> **What is asked**: Convert the material below, from its start through the line containing "top-left (522, 298), bottom-right (550, 310)", into a two-column CSV with the headers input and output. Each row should hold one full text in input and the answer that follows it in output, with each field enclosed in double quotes and its line breaks replaced by spaces.
━━━━━ Material to process
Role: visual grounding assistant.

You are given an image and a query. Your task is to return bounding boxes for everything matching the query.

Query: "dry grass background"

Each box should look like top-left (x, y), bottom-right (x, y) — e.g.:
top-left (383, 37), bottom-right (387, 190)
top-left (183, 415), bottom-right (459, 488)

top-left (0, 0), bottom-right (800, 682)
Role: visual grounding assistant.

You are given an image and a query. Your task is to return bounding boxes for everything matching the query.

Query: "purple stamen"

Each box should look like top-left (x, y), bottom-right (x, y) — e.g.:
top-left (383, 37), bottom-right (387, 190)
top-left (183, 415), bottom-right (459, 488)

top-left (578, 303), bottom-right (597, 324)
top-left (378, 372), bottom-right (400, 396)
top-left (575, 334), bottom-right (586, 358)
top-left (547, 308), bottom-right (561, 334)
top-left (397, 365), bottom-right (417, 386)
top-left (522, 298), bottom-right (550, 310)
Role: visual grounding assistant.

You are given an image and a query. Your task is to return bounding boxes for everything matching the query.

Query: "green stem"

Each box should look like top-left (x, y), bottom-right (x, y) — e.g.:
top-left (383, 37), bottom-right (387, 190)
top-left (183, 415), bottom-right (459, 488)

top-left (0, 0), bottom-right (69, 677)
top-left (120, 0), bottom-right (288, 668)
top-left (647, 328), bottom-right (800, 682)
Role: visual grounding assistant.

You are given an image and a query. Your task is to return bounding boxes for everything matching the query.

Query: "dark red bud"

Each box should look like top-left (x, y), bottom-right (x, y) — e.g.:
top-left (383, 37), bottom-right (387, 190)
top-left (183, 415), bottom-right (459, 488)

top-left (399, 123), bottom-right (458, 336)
━━━━━━━━━━
> **Answer for the task**:
input,output
"Role: visual grounding assistant. You are given an image and a query. Your task is to return bounding boxes for everything matching the query. Query: ""dry grass background"" Each box should look like top-left (x, y), bottom-right (x, y) — e.g.: top-left (383, 37), bottom-right (387, 190) top-left (183, 415), bottom-right (459, 488)","top-left (0, 0), bottom-right (800, 682)"
"Role: visual grounding assistant. You are given an image and a query. Your task is to return bounding boxes for everything matching the query. Query: ""purple stamen"" Each box should look like top-left (x, y), bottom-right (x, y) — e.g.: top-left (383, 37), bottom-right (387, 190) top-left (183, 415), bottom-right (459, 488)","top-left (578, 303), bottom-right (597, 324) top-left (378, 372), bottom-right (400, 396) top-left (575, 334), bottom-right (586, 358) top-left (547, 308), bottom-right (561, 334) top-left (397, 365), bottom-right (417, 386) top-left (522, 298), bottom-right (550, 310)"